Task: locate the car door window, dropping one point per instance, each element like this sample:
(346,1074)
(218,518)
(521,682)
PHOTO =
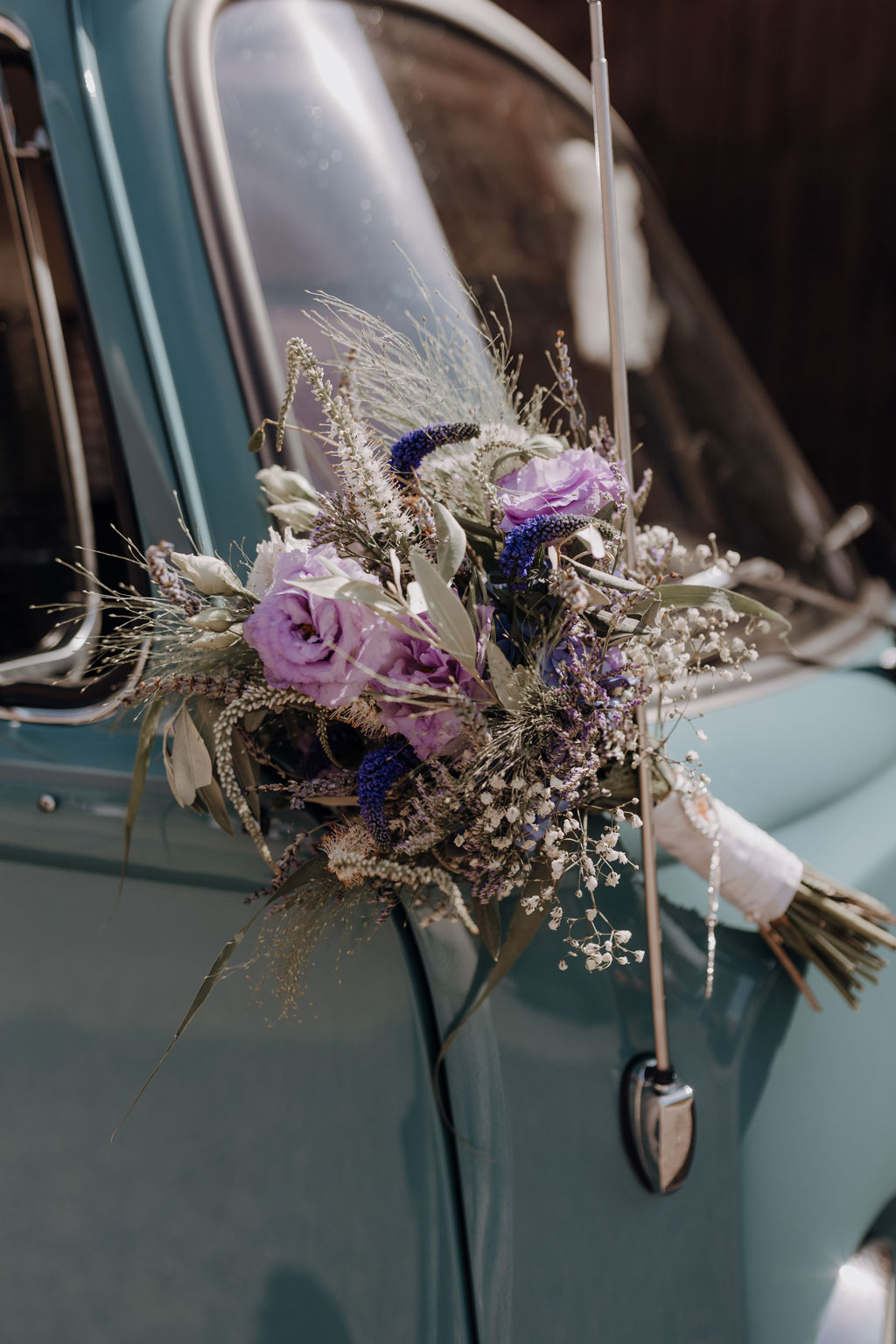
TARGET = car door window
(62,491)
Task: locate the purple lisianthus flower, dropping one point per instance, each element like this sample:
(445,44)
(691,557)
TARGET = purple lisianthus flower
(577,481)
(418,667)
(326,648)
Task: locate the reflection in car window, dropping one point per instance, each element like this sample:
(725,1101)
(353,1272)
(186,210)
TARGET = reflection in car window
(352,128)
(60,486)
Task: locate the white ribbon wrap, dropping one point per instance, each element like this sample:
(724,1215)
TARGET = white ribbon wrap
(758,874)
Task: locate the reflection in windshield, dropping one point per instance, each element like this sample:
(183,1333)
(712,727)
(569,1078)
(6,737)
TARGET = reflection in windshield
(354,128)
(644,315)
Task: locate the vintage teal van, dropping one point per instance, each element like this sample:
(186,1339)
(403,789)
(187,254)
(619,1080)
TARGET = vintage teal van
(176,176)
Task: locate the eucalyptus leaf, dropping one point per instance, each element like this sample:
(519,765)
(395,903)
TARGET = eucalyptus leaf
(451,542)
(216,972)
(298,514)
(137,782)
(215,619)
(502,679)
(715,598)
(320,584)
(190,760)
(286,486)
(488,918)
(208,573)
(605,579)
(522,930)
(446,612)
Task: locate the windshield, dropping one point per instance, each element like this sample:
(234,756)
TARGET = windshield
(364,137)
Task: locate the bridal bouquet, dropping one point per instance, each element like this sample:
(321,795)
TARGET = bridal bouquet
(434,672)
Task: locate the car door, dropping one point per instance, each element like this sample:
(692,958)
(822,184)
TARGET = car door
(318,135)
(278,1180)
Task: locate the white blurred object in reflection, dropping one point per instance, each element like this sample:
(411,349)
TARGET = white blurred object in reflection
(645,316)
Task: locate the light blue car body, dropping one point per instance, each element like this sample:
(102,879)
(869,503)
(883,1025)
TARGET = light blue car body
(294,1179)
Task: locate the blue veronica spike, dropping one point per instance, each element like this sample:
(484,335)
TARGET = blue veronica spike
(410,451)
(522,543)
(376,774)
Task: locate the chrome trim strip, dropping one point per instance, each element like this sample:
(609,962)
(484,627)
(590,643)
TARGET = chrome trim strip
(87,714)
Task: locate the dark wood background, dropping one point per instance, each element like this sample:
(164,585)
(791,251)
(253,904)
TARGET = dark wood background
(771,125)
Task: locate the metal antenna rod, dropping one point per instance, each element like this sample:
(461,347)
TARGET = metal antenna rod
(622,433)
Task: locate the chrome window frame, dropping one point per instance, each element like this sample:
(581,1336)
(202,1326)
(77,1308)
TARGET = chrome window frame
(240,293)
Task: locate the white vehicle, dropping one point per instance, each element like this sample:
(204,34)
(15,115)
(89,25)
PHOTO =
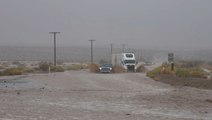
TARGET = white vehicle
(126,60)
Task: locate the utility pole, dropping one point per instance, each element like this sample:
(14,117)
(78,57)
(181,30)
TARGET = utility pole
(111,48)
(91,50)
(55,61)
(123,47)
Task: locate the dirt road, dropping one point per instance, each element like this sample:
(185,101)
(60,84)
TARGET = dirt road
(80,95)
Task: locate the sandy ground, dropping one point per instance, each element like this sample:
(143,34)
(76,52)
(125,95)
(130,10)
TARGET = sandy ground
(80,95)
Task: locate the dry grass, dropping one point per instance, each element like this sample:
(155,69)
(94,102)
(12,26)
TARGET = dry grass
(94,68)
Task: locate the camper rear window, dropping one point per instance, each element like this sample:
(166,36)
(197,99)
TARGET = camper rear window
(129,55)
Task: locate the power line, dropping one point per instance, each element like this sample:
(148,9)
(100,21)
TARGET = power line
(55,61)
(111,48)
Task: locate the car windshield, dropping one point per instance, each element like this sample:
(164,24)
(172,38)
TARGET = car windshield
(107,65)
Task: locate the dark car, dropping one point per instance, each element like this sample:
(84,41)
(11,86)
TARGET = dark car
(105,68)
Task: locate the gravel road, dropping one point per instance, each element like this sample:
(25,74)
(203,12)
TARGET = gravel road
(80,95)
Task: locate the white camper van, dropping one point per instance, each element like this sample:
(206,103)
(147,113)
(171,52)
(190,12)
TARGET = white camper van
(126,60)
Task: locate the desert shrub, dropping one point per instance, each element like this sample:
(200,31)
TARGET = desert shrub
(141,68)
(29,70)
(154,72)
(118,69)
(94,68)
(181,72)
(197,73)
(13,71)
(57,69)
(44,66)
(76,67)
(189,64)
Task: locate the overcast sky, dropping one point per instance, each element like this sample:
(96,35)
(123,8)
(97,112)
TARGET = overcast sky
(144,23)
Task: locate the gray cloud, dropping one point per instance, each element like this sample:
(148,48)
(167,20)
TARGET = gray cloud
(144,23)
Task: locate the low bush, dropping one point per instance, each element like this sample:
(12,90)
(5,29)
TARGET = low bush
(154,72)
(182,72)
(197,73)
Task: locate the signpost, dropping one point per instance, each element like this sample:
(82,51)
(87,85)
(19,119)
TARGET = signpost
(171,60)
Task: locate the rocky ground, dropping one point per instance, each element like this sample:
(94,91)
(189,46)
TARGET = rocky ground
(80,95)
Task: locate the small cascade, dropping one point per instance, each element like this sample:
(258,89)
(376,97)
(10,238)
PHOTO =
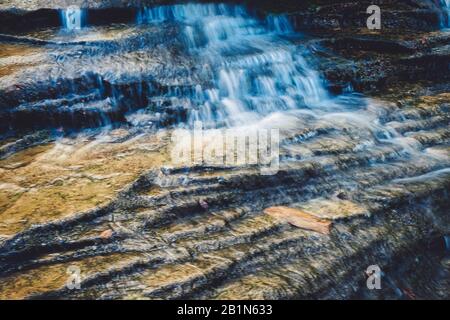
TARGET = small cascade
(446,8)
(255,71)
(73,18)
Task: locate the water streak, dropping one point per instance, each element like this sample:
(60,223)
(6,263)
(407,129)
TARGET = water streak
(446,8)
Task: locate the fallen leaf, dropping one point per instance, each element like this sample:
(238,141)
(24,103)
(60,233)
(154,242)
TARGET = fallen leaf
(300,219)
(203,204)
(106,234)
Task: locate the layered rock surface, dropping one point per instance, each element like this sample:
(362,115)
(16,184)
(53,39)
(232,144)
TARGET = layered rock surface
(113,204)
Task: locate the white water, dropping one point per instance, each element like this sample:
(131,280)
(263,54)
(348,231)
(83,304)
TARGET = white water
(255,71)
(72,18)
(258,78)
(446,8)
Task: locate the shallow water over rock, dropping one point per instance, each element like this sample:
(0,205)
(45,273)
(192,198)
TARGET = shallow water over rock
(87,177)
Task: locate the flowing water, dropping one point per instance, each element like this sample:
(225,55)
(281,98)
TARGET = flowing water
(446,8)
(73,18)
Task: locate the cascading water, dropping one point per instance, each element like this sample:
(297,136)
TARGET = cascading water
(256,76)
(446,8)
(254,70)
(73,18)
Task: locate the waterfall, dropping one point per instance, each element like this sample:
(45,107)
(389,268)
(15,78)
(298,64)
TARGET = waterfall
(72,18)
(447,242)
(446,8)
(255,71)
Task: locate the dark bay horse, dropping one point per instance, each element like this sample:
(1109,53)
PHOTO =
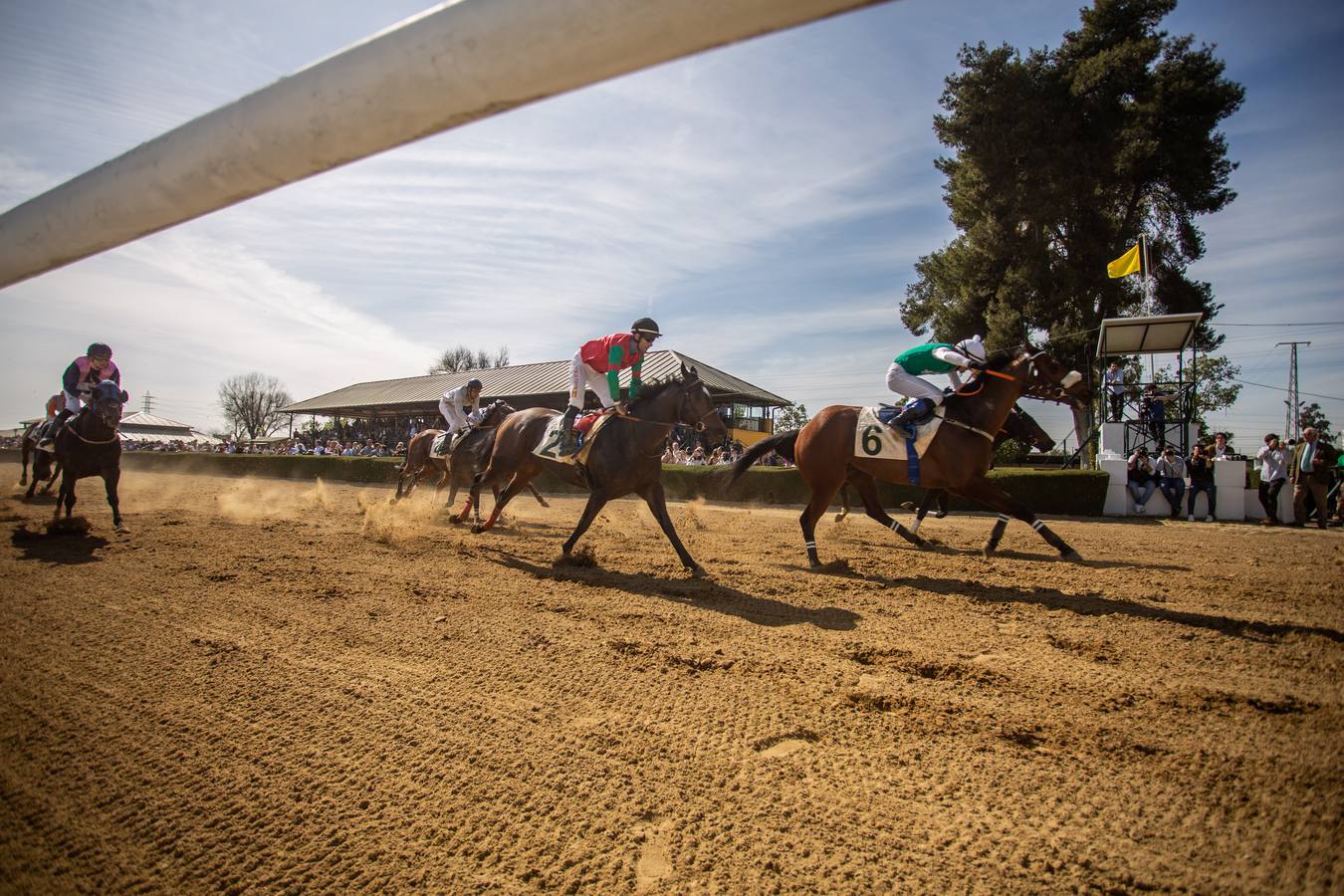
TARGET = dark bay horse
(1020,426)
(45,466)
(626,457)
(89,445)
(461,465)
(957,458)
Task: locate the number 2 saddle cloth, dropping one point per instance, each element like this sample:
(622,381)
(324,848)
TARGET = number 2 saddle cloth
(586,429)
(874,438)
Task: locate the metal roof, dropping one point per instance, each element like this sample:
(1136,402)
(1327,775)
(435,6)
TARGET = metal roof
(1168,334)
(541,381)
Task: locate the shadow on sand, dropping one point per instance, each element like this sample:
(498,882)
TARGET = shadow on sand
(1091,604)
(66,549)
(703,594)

- - -

Request.
Nothing in the entries should change as you copy them, except that the pictures are left out.

Solution for this problem.
Task: locate the car door window, dropping one point per instance, each element like this sample:
(346,1074)
(218,518)
(521,682)
PHOTO =
TARGET = car door window
(62,491)
Task: locate the purple lisianthus flower, dropping one point per instance, each element like this sample:
(445,44)
(691,557)
TARGET = purple lisianthus flower
(577,481)
(418,667)
(326,648)
Task: locate the reflection in car window, dropping one point per instance, each element like this sample:
(725,1101)
(353,1272)
(186,210)
TARGET = reflection in car window
(352,128)
(60,486)
Task: locate the white ribbon wrap, dropping one point per instance, each element like this sample:
(724,1215)
TARGET = white ribbon wrap
(758,874)
Task: locate the reflection in windshield, dropping one point per instance, each element like this sample:
(183,1333)
(712,727)
(569,1078)
(6,737)
TARGET = reflection in windshield
(354,128)
(644,315)
Task: locate the vintage teal van, dropping one point per instance, each element like this sample:
(186,1339)
(403,789)
(187,254)
(619,1080)
TARGET = vintage teal van
(176,176)
Task: locate the eucalyptus leaf, dropping one point per instance, each element like this sample:
(519,765)
(395,903)
TARGET = eucalyptus leaf
(451,542)
(216,972)
(298,514)
(137,782)
(215,619)
(502,679)
(715,598)
(320,584)
(190,760)
(286,486)
(488,918)
(208,573)
(605,579)
(522,930)
(446,612)
Task: locate the windshield, dropping one point per instance, each element like this sample:
(234,756)
TARGET = windshield
(364,137)
Task: locate the bridal bouquet, dropping one point per instance, each element like this sample:
(321,795)
TARGET = bridal bouquet
(434,672)
Task: locate the car door, dropping one point per instance, each element like this sample:
(692,958)
(822,184)
TARGET = car door
(318,135)
(278,1180)
Task: locate the white blurred object in reflection, dropping one point per instance, each element like this sample:
(411,349)
TARGET = white blurred object in reflection
(645,316)
Task: locate the light blue car body, dropping one point per instance, each element like this sample:
(102,879)
(869,503)
(883,1025)
TARGET = light blue car body
(294,1179)
Task: locate the blue veronica spike, dropping one point per instance, each element like this sample:
(484,335)
TARGET = blue veronica spike
(410,451)
(522,543)
(376,774)
Task: locate the chrome trim strip, dropping one point per instance, each element like this sample:
(609,962)
(484,627)
(590,643)
TARGET = chrome trim strip
(87,714)
Task: locate the dark wood background, dropping one point per instance, each element like this sample:
(164,585)
(791,251)
(253,904)
TARGET = dark wood background
(771,125)
Task: locate the metal antenna rod, dropping one point per instance, each element like this sample:
(461,347)
TARGET = metal antenna rod
(622,433)
Task: locate the chrome window frame, dropping one point per instance, each element like this sample:
(581,1336)
(202,1326)
(77,1308)
TARGET = chrome window frame
(240,293)
Task: locate the white vehicle, dropping one point per instance, each element like this sample:
(204,34)
(15,115)
(89,25)
PHOTO =
TARGET = white vehicle
(126,60)
Task: locate the utility pole, dropping one point per instance, each element like this sample:
(14,117)
(78,57)
(181,30)
TARGET = utility pole
(111,48)
(91,50)
(55,61)
(123,47)
Task: locate the dirt road, dropping one point per instance, each element like this sample:
(185,101)
(60,84)
TARGET = dirt road
(80,95)
Task: locate the sandy ground, dropping one point per instance, each element like this sample:
(143,34)
(76,52)
(125,95)
(130,10)
TARGET = sandy ground
(80,95)
Task: locate the dry grass, dropping one point per instance, each element like this sample:
(155,69)
(94,102)
(12,26)
TARGET = dry grass
(94,68)
Task: locate the camper rear window, dropping one point per instance, each element like this sample:
(166,36)
(197,99)
TARGET = camper rear window
(129,55)
Task: locate the power line, dropping one point per instance, each element like this sample:
(148,9)
(100,21)
TARGET = power line
(55,61)
(111,48)
Task: locate the car windshield, dropping one point per instance, each element like this sample:
(164,24)
(172,38)
TARGET = car windshield
(107,65)
Task: locate the dark car, dropping one point per instance, each element like this sample:
(84,41)
(11,86)
TARGET = dark car
(105,68)
Task: locate the gravel road, dropping one point per instance, each element like this sample:
(25,74)
(203,12)
TARGET = gravel road
(80,95)
Task: locate the white camper van, dropping one point per instance, each element like this sample:
(206,103)
(147,113)
(171,52)
(190,12)
TARGET = white camper van
(126,60)
Task: locate the desert shrub, dropping one point per instance, each element like this sample:
(200,31)
TARGET = desert shrub
(141,68)
(29,70)
(154,72)
(118,69)
(94,68)
(181,72)
(197,73)
(13,71)
(57,69)
(44,66)
(76,67)
(189,64)
Task: locate the overcast sky, dropping one point per instance, each element like this sample:
(96,35)
(123,8)
(97,112)
TARGET = overcast sky
(144,23)
Task: locate the gray cloud, dropping one point per instance, each element like this sample:
(148,48)
(167,20)
TARGET = gray cloud
(144,23)
Task: locate the low bush, dropping one point per instance, each element like this sample:
(12,90)
(5,29)
TARGET = low bush
(154,72)
(182,72)
(197,73)
Task: locate the signpost, dropping one point per instance, each element like this sample:
(82,51)
(87,85)
(19,119)
TARGET = signpost
(171,60)
Task: locate the rocky ground, dropping one point per instance, each element like this sample:
(94,91)
(189,46)
TARGET = rocky ground
(80,95)
Task: locate the small cascade, dropping one point per instance, each element like this sample:
(258,89)
(376,97)
(10,238)
PHOTO =
TARGET = small cascade
(446,8)
(255,71)
(73,18)
Task: locate the water streak, dropping one point per instance, each element like this sample:
(60,223)
(6,263)
(407,129)
TARGET = water streak
(446,8)
Task: locate the fallen leaf, dropping one point per instance, each element like this sample:
(238,141)
(24,103)
(60,233)
(154,242)
TARGET = fallen leaf
(300,219)
(203,204)
(106,234)
Task: locate the layered rock surface, dropping one point per instance, each element like this sample:
(362,115)
(16,184)
(53,39)
(232,144)
TARGET = layered rock surface
(113,204)
Task: locate the white water, dropping one point per instance, each element like this sample:
(131,280)
(263,54)
(348,231)
(83,304)
TARGET = white water
(255,71)
(72,18)
(258,78)
(446,8)
Task: locate the shallow water over rock, dropping one point per instance, each element like this sample:
(0,205)
(45,273)
(192,198)
TARGET = shallow water over rock
(87,177)
Task: locate the flowing water, dropping one point per instance, each element like this sample:
(225,55)
(281,98)
TARGET = flowing water
(446,8)
(73,18)
Task: locate the cascading water, dropping one point per instance, each element like this sample:
(297,136)
TARGET = cascading water
(256,76)
(446,8)
(254,70)
(73,18)
Task: locate the waterfall, dropping one point per instance, each element like this sample:
(45,107)
(389,268)
(15,78)
(298,64)
TARGET = waterfall
(72,18)
(447,242)
(446,8)
(255,71)
Task: locate the dark bay horse, dropping one point per instance, each element like this sample:
(1109,53)
PHOTO =
TARGET = dark bay horse
(1020,426)
(45,466)
(626,457)
(89,445)
(461,465)
(957,458)
Task: locate the number 2 saddle cloth, dropping one point per instance, each element like this sample:
(622,381)
(324,848)
TARGET = number 2 saddle cloth
(586,429)
(874,438)
Task: locate the metal roof, dropping one point per instance, each element like this sample:
(1136,402)
(1327,775)
(435,6)
TARGET = metal roof
(1168,334)
(541,381)
Task: locate the shadow on sand, dropping one point per instance, each element like this sample:
(498,882)
TARGET = shadow on sand
(1091,604)
(66,549)
(703,594)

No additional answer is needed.